**Problem to solve**
Repeat the listing that follows character for character, omitting images.

**Source material**
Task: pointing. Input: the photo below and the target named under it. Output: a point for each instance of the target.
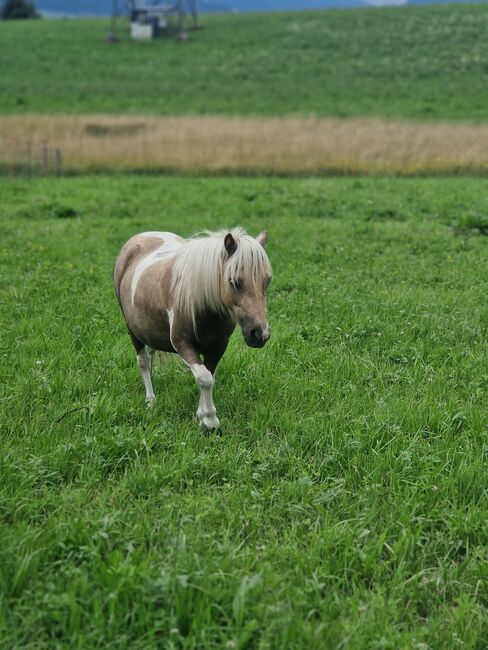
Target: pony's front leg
(206, 412)
(144, 361)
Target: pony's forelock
(202, 263)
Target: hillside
(412, 62)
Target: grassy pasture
(214, 144)
(345, 503)
(414, 62)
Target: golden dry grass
(241, 145)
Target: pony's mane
(202, 263)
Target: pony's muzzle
(256, 336)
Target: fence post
(45, 159)
(58, 159)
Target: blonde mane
(202, 264)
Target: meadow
(344, 504)
(421, 63)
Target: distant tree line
(18, 9)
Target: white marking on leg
(144, 361)
(171, 315)
(206, 412)
(171, 244)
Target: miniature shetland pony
(187, 296)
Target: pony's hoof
(210, 421)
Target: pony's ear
(230, 244)
(262, 238)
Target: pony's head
(245, 279)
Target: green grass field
(414, 62)
(345, 504)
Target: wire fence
(30, 159)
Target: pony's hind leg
(144, 361)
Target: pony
(186, 296)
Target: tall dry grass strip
(213, 145)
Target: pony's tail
(161, 357)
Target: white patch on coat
(170, 246)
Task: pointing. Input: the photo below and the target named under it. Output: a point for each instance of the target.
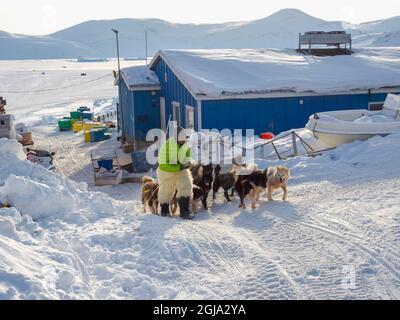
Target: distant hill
(280, 30)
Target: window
(176, 109)
(144, 118)
(189, 117)
(375, 106)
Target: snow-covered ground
(336, 238)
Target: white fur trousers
(170, 181)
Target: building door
(189, 117)
(176, 108)
(162, 114)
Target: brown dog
(277, 177)
(150, 194)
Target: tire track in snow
(268, 279)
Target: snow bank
(140, 76)
(222, 72)
(38, 199)
(41, 194)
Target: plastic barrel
(64, 125)
(75, 115)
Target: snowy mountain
(19, 47)
(279, 30)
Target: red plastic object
(267, 136)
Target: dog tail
(147, 179)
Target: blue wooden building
(139, 102)
(265, 90)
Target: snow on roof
(140, 76)
(221, 72)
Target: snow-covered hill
(336, 238)
(279, 30)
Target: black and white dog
(203, 178)
(251, 185)
(226, 181)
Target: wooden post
(294, 143)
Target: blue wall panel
(173, 90)
(262, 114)
(140, 111)
(277, 114)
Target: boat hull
(333, 140)
(343, 130)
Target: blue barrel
(87, 115)
(139, 162)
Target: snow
(229, 72)
(78, 241)
(279, 30)
(140, 76)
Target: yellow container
(77, 126)
(86, 136)
(90, 125)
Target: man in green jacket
(174, 175)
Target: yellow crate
(86, 136)
(90, 125)
(77, 126)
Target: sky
(39, 17)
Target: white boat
(335, 128)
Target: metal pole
(119, 88)
(145, 39)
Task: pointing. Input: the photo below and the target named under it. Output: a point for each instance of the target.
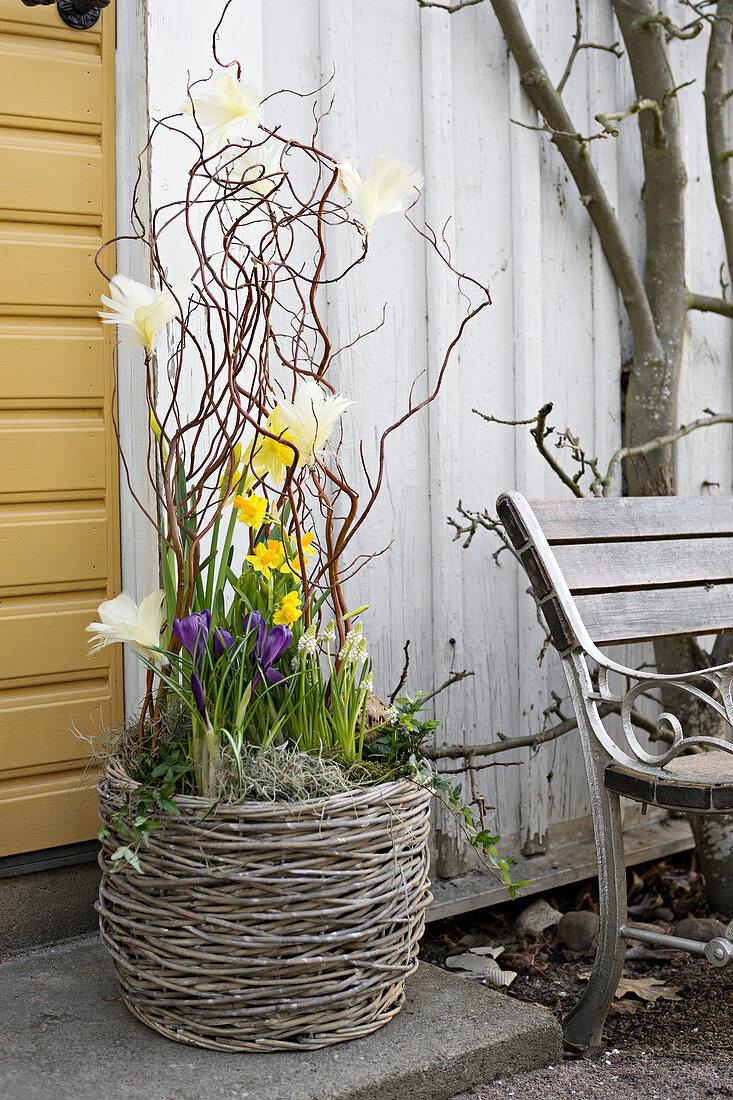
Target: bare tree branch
(654, 381)
(707, 305)
(690, 31)
(534, 740)
(452, 8)
(578, 45)
(715, 97)
(654, 444)
(649, 356)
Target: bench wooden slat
(614, 617)
(642, 563)
(592, 520)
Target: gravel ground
(668, 1049)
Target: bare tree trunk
(654, 381)
(656, 307)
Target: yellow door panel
(44, 811)
(43, 22)
(50, 266)
(42, 728)
(56, 457)
(58, 85)
(79, 542)
(59, 536)
(51, 173)
(44, 362)
(47, 639)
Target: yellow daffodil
(266, 558)
(382, 190)
(292, 564)
(288, 611)
(271, 457)
(251, 509)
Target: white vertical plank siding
(439, 90)
(444, 416)
(140, 572)
(529, 394)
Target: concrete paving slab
(65, 1034)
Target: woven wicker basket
(265, 926)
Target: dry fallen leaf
(647, 989)
(481, 967)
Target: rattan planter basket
(265, 926)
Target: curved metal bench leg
(583, 1025)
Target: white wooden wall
(439, 91)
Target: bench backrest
(637, 568)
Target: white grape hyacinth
(139, 310)
(227, 112)
(382, 190)
(309, 420)
(122, 620)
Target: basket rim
(116, 773)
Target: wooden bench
(606, 572)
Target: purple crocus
(267, 649)
(254, 622)
(221, 642)
(193, 633)
(197, 689)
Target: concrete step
(67, 1035)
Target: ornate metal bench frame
(615, 769)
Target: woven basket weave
(265, 926)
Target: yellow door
(58, 476)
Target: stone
(536, 917)
(68, 1036)
(701, 928)
(578, 932)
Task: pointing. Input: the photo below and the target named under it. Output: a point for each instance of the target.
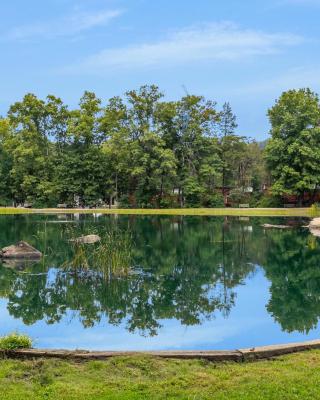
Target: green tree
(293, 152)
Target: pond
(184, 282)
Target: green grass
(295, 376)
(249, 212)
(15, 341)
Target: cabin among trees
(141, 151)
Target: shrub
(15, 341)
(215, 200)
(269, 201)
(314, 210)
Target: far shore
(245, 212)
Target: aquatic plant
(112, 255)
(15, 341)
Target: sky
(244, 52)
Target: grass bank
(289, 377)
(245, 212)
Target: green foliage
(270, 201)
(145, 152)
(294, 376)
(15, 341)
(314, 210)
(293, 152)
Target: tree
(293, 152)
(227, 125)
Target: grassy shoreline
(245, 212)
(294, 376)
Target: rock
(315, 223)
(88, 239)
(314, 227)
(21, 250)
(19, 264)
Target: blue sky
(245, 52)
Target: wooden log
(270, 226)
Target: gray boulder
(21, 250)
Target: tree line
(141, 151)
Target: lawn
(253, 212)
(296, 376)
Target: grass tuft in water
(15, 341)
(111, 256)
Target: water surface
(194, 283)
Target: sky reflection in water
(196, 283)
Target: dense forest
(142, 151)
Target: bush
(314, 210)
(268, 201)
(214, 200)
(15, 341)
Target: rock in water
(88, 239)
(21, 250)
(314, 227)
(315, 223)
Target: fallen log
(88, 239)
(270, 226)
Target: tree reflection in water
(183, 268)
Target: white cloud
(67, 26)
(294, 78)
(301, 2)
(221, 41)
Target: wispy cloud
(215, 42)
(300, 2)
(71, 25)
(293, 78)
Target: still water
(193, 283)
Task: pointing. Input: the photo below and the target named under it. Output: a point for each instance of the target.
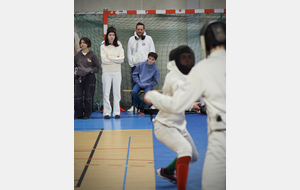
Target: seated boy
(145, 75)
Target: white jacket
(115, 58)
(138, 50)
(208, 80)
(174, 79)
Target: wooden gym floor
(124, 154)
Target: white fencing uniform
(111, 75)
(207, 80)
(170, 129)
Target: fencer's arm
(185, 95)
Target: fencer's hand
(148, 102)
(196, 106)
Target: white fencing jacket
(138, 50)
(174, 79)
(208, 80)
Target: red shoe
(122, 110)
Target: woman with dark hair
(112, 55)
(86, 64)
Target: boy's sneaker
(130, 109)
(171, 178)
(141, 111)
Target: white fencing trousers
(114, 79)
(179, 141)
(214, 168)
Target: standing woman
(86, 64)
(112, 55)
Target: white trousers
(180, 142)
(214, 168)
(108, 79)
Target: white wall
(99, 5)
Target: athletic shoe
(152, 107)
(131, 108)
(140, 111)
(122, 110)
(171, 178)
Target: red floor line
(111, 159)
(113, 148)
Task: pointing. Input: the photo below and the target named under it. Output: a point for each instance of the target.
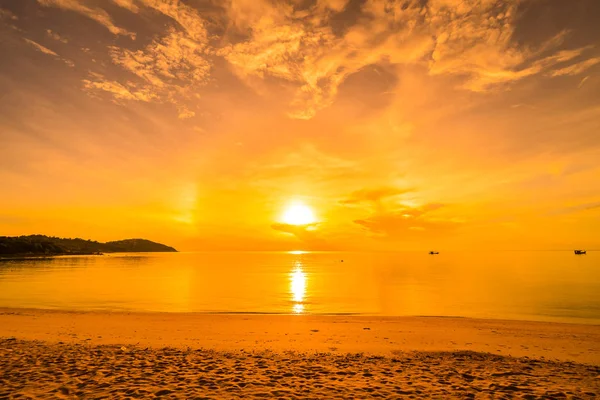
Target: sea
(520, 285)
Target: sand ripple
(34, 370)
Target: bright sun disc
(298, 214)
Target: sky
(390, 125)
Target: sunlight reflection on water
(553, 286)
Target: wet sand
(54, 354)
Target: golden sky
(385, 125)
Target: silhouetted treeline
(48, 245)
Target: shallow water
(550, 286)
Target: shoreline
(382, 336)
(51, 354)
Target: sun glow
(298, 288)
(298, 214)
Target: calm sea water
(551, 286)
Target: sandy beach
(56, 354)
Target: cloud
(407, 223)
(576, 69)
(307, 233)
(96, 14)
(473, 40)
(373, 195)
(41, 48)
(118, 91)
(56, 36)
(128, 4)
(170, 69)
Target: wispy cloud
(576, 69)
(96, 14)
(56, 36)
(41, 48)
(170, 69)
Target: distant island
(41, 245)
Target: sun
(298, 214)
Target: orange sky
(423, 124)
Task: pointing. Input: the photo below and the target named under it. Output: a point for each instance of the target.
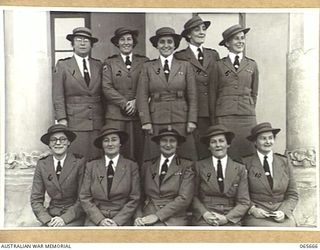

**Answer section**
Task: pointing. Input: the photo below and the target named under it. Output: a point for each instance of the target.
Target: pony's front leg
(206, 412)
(144, 361)
Target: pony's forelock
(202, 263)
Target: hillside
(412, 62)
Target: grassy pasture
(214, 144)
(345, 503)
(414, 62)
Target: golden dry grass
(241, 145)
Target: pony's mane
(202, 263)
Target: pony's muzzle
(256, 336)
Target: fence post
(45, 159)
(58, 159)
Target: blonde mane
(202, 264)
Target: meadow
(344, 504)
(421, 63)
Target: distant tree line
(18, 9)
Target: white marking on leg
(144, 361)
(171, 315)
(206, 412)
(171, 244)
Target: miniature shetland pony
(187, 296)
Target: pony's hoof
(210, 421)
Target: pony's ear
(230, 244)
(262, 238)
Target: pony's head
(245, 279)
Target: green grass field
(414, 62)
(345, 504)
Target: wire fence
(30, 159)
Target: pony's hind leg
(144, 361)
Target: pony
(186, 296)
Target: tall dry grass strip
(213, 145)
Target: pony's tail
(161, 357)
Target: white patch on coat
(170, 246)
Task: pointing. Input: the photo below and the target named under it. Output: a point for each instance of the target.
Target: distant hill
(280, 30)
Target: window
(176, 109)
(144, 118)
(189, 117)
(375, 106)
Target: snow-covered ground
(336, 238)
Target: white fur trousers
(170, 181)
Target: building door
(189, 117)
(176, 108)
(162, 114)
Target: brown dog
(277, 177)
(150, 194)
Target: tire track in snow
(268, 279)
Target: snow bank
(140, 76)
(222, 72)
(38, 199)
(41, 194)
Target: plastic barrel
(64, 125)
(75, 115)
Target: snowy mountain
(19, 47)
(279, 30)
Target: red plastic object
(267, 136)
Target: dog tail
(147, 179)
Target: blue wooden building
(139, 102)
(265, 90)
Target: snow on roof
(140, 76)
(221, 72)
Target: snow-covered hill
(336, 238)
(279, 30)
Target: black and white dog
(203, 178)
(251, 185)
(226, 181)
Target: wooden post
(294, 143)
Target: blue wall panel
(173, 90)
(262, 114)
(140, 111)
(277, 114)
Target: boat hull
(333, 140)
(343, 130)
Target: blue barrel
(87, 115)
(139, 162)
Target: snow
(229, 72)
(78, 241)
(279, 30)
(140, 76)
Target: yellow container
(77, 126)
(86, 136)
(90, 125)
Target: man in green jacket
(174, 175)
Target: yellow crate
(86, 136)
(90, 125)
(77, 126)
Target: sky
(39, 17)
Target: white boat
(335, 128)
Target: metal pole
(119, 88)
(145, 39)
Task: pointing. Input: the photo below and the target named under it. Output: a point for each instance of the target.
Target: bare tree branch
(654, 381)
(707, 305)
(690, 31)
(534, 740)
(452, 8)
(578, 45)
(715, 97)
(654, 444)
(649, 356)
Target: bench wooden slat
(614, 617)
(642, 563)
(592, 520)
Target: gravel ground
(668, 1049)
Target: bare tree trunk
(654, 381)
(656, 307)
Target: yellow door panel
(44, 811)
(43, 22)
(50, 266)
(42, 728)
(56, 457)
(58, 85)
(79, 542)
(59, 536)
(51, 173)
(44, 362)
(47, 639)
Target: yellow daffodil
(266, 558)
(382, 190)
(292, 564)
(288, 611)
(271, 457)
(251, 509)
Target: white vertical plank siding
(439, 90)
(444, 416)
(140, 572)
(529, 394)
Target: concrete paving slab
(65, 1034)
Target: woven wicker basket
(265, 926)
Target: dry fallen leaf
(647, 989)
(481, 967)
Target: rattan planter basket
(265, 926)
Target: curved metal bench leg
(583, 1025)
Target: white wooden wall
(439, 91)
Target: bench backrest
(637, 568)
Target: white grape hyacinth
(139, 310)
(227, 112)
(382, 190)
(309, 420)
(122, 620)
Target: basket rim
(116, 773)
Target: wooden bench
(606, 572)
Target: purple crocus
(267, 649)
(254, 622)
(221, 642)
(193, 633)
(197, 689)
Target: concrete step
(67, 1035)
Target: ornate metal bench frame
(615, 769)
Target: woven basket weave
(265, 926)
Target: yellow door
(58, 476)
Target: stone
(536, 917)
(68, 1036)
(701, 928)
(578, 932)
Task: pointing. Input: the photo below and the target named under it. Output: a point for each instance of the target.
Target: green tree
(293, 152)
Target: pond
(184, 282)
Target: green grass
(295, 376)
(249, 212)
(15, 341)
Target: cabin among trees
(141, 151)
Target: shrub
(15, 341)
(215, 200)
(269, 201)
(314, 210)
Target: far shore
(245, 212)
Target: aquatic plant
(112, 255)
(15, 341)
Target: sky
(244, 52)
Target: grass bank
(289, 377)
(245, 212)
Target: green foliage
(270, 201)
(145, 152)
(294, 376)
(15, 341)
(314, 210)
(293, 152)
Target: tree
(293, 152)
(227, 125)
Target: grassy shoreline
(245, 212)
(294, 376)
Target: rock
(315, 223)
(88, 239)
(314, 227)
(21, 250)
(19, 264)
Target: blue sky
(245, 52)
Target: wooden log
(270, 226)
Target: gray boulder
(21, 250)
Target: tree line
(141, 151)
Target: lawn
(253, 212)
(296, 376)
Target: grass tuft in water
(15, 341)
(111, 256)
Target: water surface
(194, 283)
Target: sky reflection in water
(196, 283)
Target: dense forest
(142, 151)
Target: bush
(314, 210)
(268, 201)
(214, 200)
(15, 341)
Target: rock in water
(88, 239)
(21, 250)
(314, 227)
(315, 223)
Target: fallen log
(88, 239)
(270, 226)
Target: tree reflection in water
(183, 268)
Target: white cloud
(67, 26)
(294, 78)
(301, 2)
(221, 41)
Target: wispy cloud
(215, 42)
(300, 2)
(71, 25)
(293, 78)
Target: still water
(193, 283)
Task: pointing. Input: the photo below and the target named under it. Output: a point for each instance of the target.
Target: seated boy
(145, 75)
Target: white jacket
(115, 58)
(138, 50)
(208, 80)
(174, 79)
Target: wooden gym floor
(124, 154)
Target: white fencing uniform
(111, 75)
(207, 80)
(170, 129)
Target: fencer's arm
(185, 95)
Target: fencer's hand
(148, 102)
(196, 106)
Target: white fencing jacket
(138, 50)
(174, 79)
(208, 80)
Target: red shoe
(122, 110)
Target: woman with dark hair
(112, 55)
(86, 64)
Target: boy's sneaker
(130, 109)
(171, 178)
(141, 111)
Target: white fencing trousers
(114, 79)
(179, 141)
(214, 168)
Target: standing woman
(86, 64)
(112, 55)
Target: white trousers
(180, 142)
(214, 168)
(108, 79)
Target: white wall
(99, 5)
Target: athletic shoe
(152, 107)
(131, 108)
(140, 111)
(122, 110)
(171, 178)
Target: red floor line
(111, 159)
(113, 148)
Task: pointing. Input: the photo below and the target named under it. Output: a point for each instance of the target.
Target: sea
(520, 285)
Target: sand ripple
(34, 370)
Target: bright sun disc
(298, 214)
Target: sky
(390, 125)
Target: sunlight reflection on water
(553, 286)
Target: wet sand
(54, 354)
Target: golden sky
(385, 125)
Target: silhouetted treeline
(48, 245)
Target: shallow water
(550, 286)
Target: shoreline
(382, 336)
(51, 354)
Target: sun glow
(298, 288)
(298, 214)
Target: calm sea water
(551, 286)
Target: sandy beach
(56, 354)
Target: cloud
(407, 223)
(576, 69)
(307, 233)
(96, 14)
(473, 40)
(373, 195)
(41, 48)
(118, 91)
(56, 36)
(128, 4)
(170, 69)
Target: wispy cloud
(576, 69)
(96, 14)
(56, 36)
(41, 48)
(170, 69)
Target: distant island
(41, 245)
Target: sun
(298, 214)
Target: orange sky
(423, 124)
Task: pointing. Input: the photo below and the target named under it. Output: a point for each instance of the target.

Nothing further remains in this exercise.